:: REQUIREMENT ::
Please copy the records below word for word, starting with the line that contains "Give one point for each instance of the black" and continuing through the line that contains "(1103, 357)", including both of those lines.
########
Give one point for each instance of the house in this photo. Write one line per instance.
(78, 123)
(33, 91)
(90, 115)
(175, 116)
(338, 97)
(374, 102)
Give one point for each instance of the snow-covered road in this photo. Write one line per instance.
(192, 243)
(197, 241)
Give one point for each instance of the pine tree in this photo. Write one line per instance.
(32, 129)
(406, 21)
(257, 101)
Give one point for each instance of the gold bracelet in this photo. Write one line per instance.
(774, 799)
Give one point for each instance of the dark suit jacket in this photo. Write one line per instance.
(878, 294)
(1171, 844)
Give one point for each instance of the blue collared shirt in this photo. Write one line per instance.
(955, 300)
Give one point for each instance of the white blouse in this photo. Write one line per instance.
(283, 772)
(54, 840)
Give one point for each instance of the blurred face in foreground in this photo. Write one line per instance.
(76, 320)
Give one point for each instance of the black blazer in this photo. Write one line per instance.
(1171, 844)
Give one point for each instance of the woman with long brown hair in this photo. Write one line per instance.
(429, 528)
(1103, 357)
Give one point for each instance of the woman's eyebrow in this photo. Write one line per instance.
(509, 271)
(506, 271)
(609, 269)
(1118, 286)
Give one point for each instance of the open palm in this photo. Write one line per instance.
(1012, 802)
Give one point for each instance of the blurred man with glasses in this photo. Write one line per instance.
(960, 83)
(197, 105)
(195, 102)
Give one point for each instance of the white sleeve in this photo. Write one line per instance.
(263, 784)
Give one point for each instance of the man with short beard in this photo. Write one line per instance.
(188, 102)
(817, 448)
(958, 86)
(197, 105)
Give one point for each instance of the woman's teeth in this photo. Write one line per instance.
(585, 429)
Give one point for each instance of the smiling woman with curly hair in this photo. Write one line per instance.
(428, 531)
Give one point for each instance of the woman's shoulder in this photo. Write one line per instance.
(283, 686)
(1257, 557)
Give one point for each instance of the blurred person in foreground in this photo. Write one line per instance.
########
:: RESULT OF THE EXERCISE ::
Give one point for each instance of the black blazer in this photo. Write one line per instance.
(1171, 844)
Give one point for each instance of the woman with long brown hair in this photo. Write one line per instance.
(429, 528)
(1103, 357)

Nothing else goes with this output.